Keep each entry exactly as written when you repeat it, and skip the images.
##############################
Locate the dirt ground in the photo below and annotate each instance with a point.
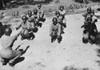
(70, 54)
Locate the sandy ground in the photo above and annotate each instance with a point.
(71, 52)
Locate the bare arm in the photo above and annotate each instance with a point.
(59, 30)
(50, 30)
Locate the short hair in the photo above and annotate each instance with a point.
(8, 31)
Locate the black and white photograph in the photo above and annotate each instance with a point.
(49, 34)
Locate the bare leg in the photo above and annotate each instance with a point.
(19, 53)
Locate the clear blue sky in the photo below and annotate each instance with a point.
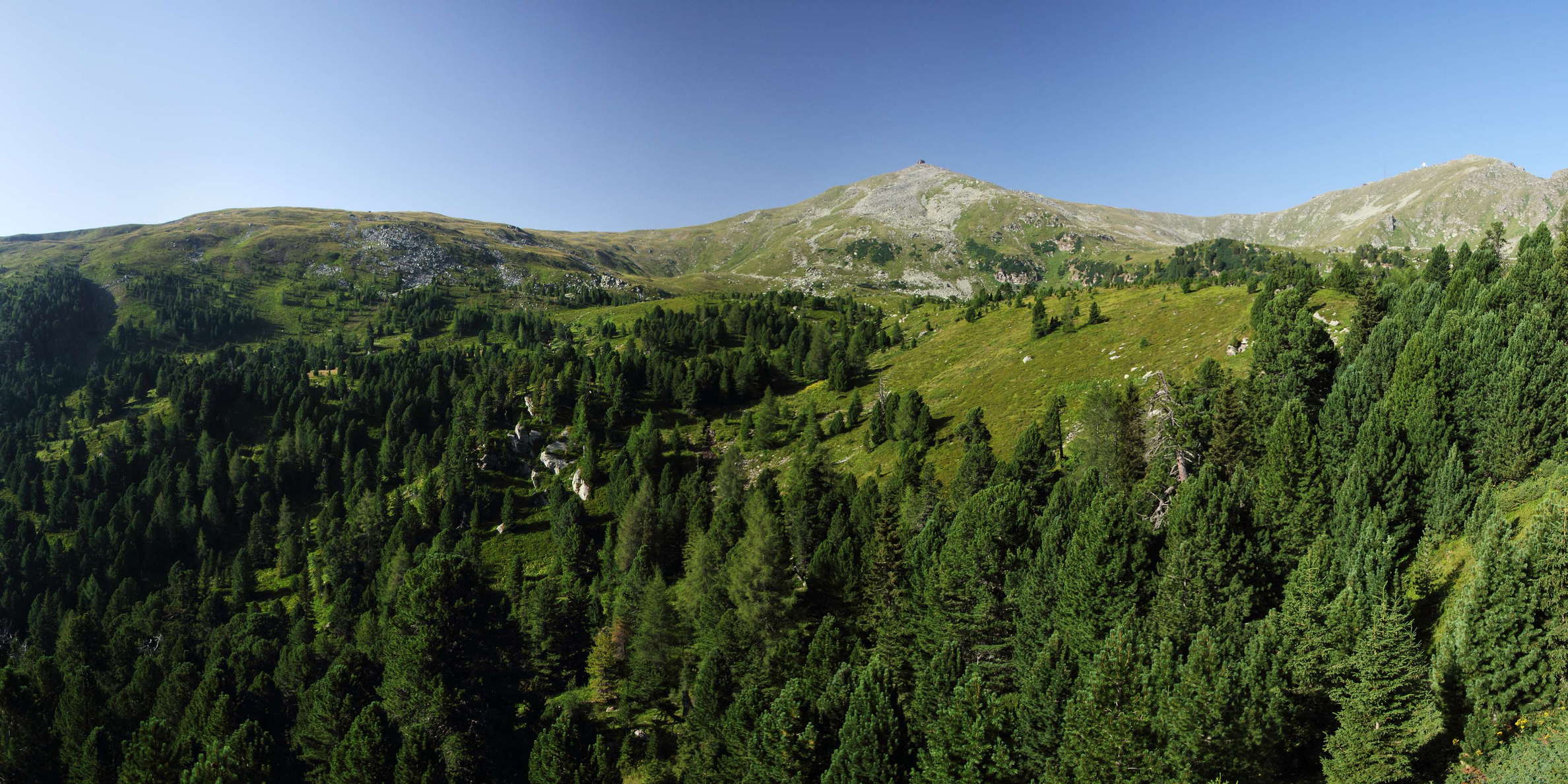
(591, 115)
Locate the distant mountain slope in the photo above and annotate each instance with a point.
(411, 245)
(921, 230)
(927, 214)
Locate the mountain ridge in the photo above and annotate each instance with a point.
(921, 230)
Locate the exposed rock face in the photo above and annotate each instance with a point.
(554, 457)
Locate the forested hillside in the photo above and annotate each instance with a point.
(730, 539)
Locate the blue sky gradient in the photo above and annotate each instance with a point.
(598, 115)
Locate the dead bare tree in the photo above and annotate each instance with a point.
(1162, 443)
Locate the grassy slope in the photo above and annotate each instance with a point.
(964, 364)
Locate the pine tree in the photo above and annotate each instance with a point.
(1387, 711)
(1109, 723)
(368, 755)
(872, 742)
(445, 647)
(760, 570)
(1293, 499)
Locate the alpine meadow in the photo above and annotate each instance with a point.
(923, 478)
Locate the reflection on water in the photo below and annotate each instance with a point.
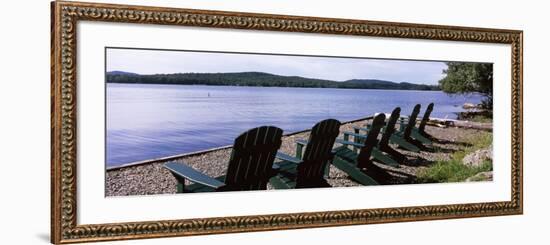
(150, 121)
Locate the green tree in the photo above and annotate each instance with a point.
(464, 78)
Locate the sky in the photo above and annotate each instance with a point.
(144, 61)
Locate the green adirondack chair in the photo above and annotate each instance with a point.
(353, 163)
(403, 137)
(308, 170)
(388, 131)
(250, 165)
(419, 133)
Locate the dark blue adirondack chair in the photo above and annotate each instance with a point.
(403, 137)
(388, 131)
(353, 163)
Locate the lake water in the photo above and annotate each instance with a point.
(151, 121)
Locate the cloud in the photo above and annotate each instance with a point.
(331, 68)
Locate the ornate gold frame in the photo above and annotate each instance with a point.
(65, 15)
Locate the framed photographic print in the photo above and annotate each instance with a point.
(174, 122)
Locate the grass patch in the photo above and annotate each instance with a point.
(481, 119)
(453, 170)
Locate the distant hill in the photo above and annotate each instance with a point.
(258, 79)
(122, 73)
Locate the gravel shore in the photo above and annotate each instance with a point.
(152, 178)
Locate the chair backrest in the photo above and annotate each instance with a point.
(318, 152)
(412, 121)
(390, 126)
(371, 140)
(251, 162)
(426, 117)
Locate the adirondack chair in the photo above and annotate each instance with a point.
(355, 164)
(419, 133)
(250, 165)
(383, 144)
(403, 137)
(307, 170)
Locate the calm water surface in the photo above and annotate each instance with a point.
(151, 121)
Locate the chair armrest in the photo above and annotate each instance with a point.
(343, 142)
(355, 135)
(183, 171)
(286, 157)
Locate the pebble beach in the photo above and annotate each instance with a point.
##############################
> Answer space
Locate the dirt ground in the photo below and annotate each instance with a point.
(70, 54)
Locate the sandy ground in the photo above and annotate each instance with a point.
(71, 52)
Locate the bare arm in the photo above and annotate each instance with a point.
(59, 30)
(50, 30)
Locate the short hair in the photo above and annotate each instance with a point.
(8, 31)
Locate the black and white photograph in the photo above and annotate each instance with a point.
(49, 34)
Locate the bare leg in the photo above and annotate each instance with a point.
(19, 53)
Locate the clear blue sky in the photo below and annotate each instance with a point.
(591, 115)
Locate the distant mountain slope in the photo above and annotate each instance with a point.
(411, 245)
(921, 230)
(927, 214)
Locate the mountain ridge in the photo above and annotate each instance with a point.
(921, 230)
Locate the exposed rock face in the photo above and annotate each instance with a point.
(554, 457)
Locate the forested hillside in the photo above and annotate each instance with a point.
(730, 539)
Locate the blue sky gradient in the photo above and annotate each instance with a point.
(598, 115)
Locate the dead bare tree in the photo above and annotate each instance with a point.
(1162, 443)
Locate the grassy slope in the photo above and annotate each instance with a point.
(964, 364)
Locate the pine tree in the photo above and annotate each instance with a point.
(1387, 711)
(1109, 723)
(368, 755)
(872, 742)
(445, 647)
(760, 570)
(1293, 499)
Locate the alpine meadow in the photo above and annotate each instance with a point.
(923, 478)
Locate the reflection on water in the photo below and annotate each instance with a point.
(150, 121)
Locate the green tree in the photo above and annotate each instance with a point.
(464, 78)
Locate the sky in the photo above and annotate each instance with a point.
(144, 61)
Locate the green adirondack chair in the photo above and annotate each instance with a point.
(353, 163)
(403, 137)
(308, 170)
(388, 131)
(250, 165)
(419, 133)
Locate the dark blue adirondack chair in the photo above and annotate each instance with a point.
(403, 137)
(388, 131)
(353, 163)
Locate the lake water in the photo above and annotate each instance with a point.
(151, 121)
Locate the cloud in the photo above and annotate each instance with a point.
(331, 68)
Locate the ornate gold frame in the photo above and annotate each instance with a point.
(65, 15)
Locate the framed photographic print in the photo above and annotate each instance with a point.
(174, 122)
Locate the grass patch in the photo above and annotate each instance with a point.
(481, 119)
(453, 170)
Locate the distant hill in the photo above and annotate each instance with a point.
(258, 79)
(122, 73)
Locate the gravel shore in the photo above and annotate each instance with a point.
(152, 178)
Locate the chair backrest in the photo above and annotate each instance with a point.
(318, 152)
(412, 121)
(390, 126)
(371, 140)
(251, 162)
(426, 117)
Locate the adirondack chair in the photo above and annotate each instance with a point.
(355, 164)
(419, 133)
(250, 165)
(383, 144)
(403, 137)
(307, 170)
Locate the calm water surface in the photo above and annotate each instance with a point.
(151, 121)
Locate the chair armrest in the photo above and annotate each instance with a point.
(343, 142)
(355, 135)
(183, 171)
(286, 157)
Locate the pebble beach in the photo above and annotate each instance with a point.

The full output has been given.